Spiritualism placed the question on a scientific basis.
The lecturer now passed on to the question of Christ's
Messiahship. His miraculous power was considered the proof of his
being the Saviour. He did not discredit the credentials, but he
could not understand God having one son, who came in disguise to save us
all—the legitimate children of the Devil. Besides, Apollonius of
Tyana was credited with even greater miracles than Christ, so that it
was impossible to make this the ground of his Messiahship.
Miracles or spiritual manifestations being made the credentials of the
Christ, we at once placed him on the same footing as the wonder-workers
of the past and the mediums of the present. He said his disciples
should do greater works than he did. We could not prove the
divinity of Christ by works which are common to the Spiritualism of the
past and present. He did not base his claims on his miracles.
He charged people more than once to tell no man what they had seen.
With reference to Jesus being considered "the holy one," Mr.

* Supplied records *
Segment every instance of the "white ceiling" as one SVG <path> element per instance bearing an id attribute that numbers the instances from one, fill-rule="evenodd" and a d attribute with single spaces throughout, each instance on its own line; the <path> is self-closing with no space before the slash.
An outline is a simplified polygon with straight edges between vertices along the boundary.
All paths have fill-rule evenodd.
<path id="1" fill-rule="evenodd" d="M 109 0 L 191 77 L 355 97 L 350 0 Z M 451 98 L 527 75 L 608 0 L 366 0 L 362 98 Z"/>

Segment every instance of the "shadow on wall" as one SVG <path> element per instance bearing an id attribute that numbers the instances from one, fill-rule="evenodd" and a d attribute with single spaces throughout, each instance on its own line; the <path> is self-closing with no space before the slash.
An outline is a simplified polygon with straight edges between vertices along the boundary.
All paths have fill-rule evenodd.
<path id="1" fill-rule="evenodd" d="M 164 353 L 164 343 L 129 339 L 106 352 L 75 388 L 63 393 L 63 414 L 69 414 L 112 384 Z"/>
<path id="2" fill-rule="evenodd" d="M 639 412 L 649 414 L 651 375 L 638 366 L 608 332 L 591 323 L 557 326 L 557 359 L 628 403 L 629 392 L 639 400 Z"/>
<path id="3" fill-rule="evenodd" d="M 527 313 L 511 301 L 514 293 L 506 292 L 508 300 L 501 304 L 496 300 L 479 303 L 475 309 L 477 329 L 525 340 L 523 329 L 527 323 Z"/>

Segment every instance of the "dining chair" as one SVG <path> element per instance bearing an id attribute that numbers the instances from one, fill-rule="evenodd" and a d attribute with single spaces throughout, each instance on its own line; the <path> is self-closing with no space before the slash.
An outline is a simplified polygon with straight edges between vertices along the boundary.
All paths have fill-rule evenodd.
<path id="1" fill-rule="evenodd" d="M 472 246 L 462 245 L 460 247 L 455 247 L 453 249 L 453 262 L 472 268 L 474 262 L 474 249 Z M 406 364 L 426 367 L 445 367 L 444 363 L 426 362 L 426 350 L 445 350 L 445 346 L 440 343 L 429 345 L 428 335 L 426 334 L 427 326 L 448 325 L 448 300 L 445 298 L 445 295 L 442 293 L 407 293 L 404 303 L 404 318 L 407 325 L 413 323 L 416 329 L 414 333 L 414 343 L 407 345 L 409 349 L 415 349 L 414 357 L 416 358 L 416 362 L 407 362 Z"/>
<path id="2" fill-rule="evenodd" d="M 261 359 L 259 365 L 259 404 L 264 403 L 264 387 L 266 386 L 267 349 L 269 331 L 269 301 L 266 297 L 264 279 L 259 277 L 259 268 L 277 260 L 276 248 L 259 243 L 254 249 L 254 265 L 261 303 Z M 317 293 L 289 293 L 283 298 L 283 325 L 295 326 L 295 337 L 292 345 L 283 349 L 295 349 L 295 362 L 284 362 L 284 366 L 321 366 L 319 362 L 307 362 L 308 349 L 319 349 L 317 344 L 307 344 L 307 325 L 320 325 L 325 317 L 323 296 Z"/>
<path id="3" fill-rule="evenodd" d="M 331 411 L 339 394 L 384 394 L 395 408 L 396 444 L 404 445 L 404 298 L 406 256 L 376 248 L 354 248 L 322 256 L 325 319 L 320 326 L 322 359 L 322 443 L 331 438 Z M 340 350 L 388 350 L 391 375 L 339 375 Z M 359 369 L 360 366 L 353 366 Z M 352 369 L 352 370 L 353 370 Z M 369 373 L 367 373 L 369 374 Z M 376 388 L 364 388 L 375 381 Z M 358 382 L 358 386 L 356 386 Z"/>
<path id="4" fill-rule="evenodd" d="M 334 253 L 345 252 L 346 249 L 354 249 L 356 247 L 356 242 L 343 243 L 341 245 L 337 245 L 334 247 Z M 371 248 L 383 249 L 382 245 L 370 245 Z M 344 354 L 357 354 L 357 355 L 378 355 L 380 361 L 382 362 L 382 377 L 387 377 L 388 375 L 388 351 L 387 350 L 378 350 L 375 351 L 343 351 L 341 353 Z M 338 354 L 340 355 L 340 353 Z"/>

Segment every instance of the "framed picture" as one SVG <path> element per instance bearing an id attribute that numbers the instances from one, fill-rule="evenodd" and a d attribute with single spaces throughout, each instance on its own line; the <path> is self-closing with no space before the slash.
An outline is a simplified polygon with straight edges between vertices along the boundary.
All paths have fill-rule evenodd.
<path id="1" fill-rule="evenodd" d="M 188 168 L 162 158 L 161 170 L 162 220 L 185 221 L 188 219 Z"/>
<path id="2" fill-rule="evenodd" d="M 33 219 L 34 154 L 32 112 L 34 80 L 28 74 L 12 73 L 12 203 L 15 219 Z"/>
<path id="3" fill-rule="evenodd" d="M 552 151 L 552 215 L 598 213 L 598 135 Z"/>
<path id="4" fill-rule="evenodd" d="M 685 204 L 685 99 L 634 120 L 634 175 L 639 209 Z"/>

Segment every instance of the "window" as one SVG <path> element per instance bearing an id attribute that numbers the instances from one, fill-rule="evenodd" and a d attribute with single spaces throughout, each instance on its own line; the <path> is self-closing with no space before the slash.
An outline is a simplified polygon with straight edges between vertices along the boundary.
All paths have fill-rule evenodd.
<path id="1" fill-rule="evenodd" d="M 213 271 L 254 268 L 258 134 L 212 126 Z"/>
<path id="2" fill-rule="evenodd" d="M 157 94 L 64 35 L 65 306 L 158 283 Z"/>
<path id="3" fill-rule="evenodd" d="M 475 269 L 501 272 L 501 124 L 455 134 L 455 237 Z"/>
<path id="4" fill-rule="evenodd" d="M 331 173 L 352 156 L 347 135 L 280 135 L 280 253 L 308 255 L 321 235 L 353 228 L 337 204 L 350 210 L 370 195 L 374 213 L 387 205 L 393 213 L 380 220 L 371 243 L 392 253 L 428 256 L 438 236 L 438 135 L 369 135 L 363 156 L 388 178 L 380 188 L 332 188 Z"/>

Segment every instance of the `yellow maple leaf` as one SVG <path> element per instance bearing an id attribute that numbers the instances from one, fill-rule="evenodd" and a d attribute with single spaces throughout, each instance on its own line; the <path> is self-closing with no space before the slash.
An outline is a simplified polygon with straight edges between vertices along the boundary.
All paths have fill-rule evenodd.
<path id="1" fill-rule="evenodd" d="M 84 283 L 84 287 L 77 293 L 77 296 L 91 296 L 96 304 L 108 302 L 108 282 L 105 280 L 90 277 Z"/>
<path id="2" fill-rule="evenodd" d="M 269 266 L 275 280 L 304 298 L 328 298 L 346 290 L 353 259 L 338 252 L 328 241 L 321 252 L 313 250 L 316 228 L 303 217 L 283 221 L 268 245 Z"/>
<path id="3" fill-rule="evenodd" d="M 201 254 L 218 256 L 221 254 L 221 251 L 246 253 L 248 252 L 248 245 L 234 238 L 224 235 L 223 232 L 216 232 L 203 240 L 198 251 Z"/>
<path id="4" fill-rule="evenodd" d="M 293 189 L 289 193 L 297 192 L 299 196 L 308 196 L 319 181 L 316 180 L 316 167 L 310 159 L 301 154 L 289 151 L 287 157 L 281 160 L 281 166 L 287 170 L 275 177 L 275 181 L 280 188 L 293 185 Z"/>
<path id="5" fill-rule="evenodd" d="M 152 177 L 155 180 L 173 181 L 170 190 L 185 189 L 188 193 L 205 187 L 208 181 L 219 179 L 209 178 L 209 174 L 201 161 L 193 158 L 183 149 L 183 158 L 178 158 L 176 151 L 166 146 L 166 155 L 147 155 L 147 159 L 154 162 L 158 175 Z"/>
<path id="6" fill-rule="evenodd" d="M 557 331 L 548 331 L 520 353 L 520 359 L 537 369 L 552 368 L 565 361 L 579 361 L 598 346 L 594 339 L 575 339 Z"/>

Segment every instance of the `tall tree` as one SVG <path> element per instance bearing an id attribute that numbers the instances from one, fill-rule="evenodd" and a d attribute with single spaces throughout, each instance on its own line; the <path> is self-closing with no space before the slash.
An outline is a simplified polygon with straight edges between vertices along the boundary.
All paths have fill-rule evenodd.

* Short task 1 *
Please write out the passage of the lecture excerpt from "Spiritualism placed the" to "of his Messiahship.".
* Short task 2 *
According to the lecture excerpt, who was credited with even greater miracles than Christ?
* Short task 3 *
Why, according to the lecture excerpt, can Christ's miracles not be made the ground of his Messiahship? Answer in one to three sentences.

* Complete response 1 *
Spiritualism placed the question on a scientific basis.
The lecturer now passed on to the question of Christ's
Messiahship. His miraculous power was considered the proof of his
being the Saviour. He did not discredit the credentials, but he
could not understand God having one son, who came in disguise to save us
all—the legitimate children of the Devil. Besides, Apollonius of
Tyana was credited with even greater miracles than Christ, so that it
was impossible to make this the ground of his Messiahship.

* Complete response 2 *
Apollonius of Tyana.

* Complete response 3 *
Apollonius of Tyana was credited with even greater miracles than Christ. Treating miracles as Christ's credentials would also place him on the same footing as the wonder-workers of the past and the mediums of the present. His divinity therefore cannot be proved by works common to the Spiritualism of past and present.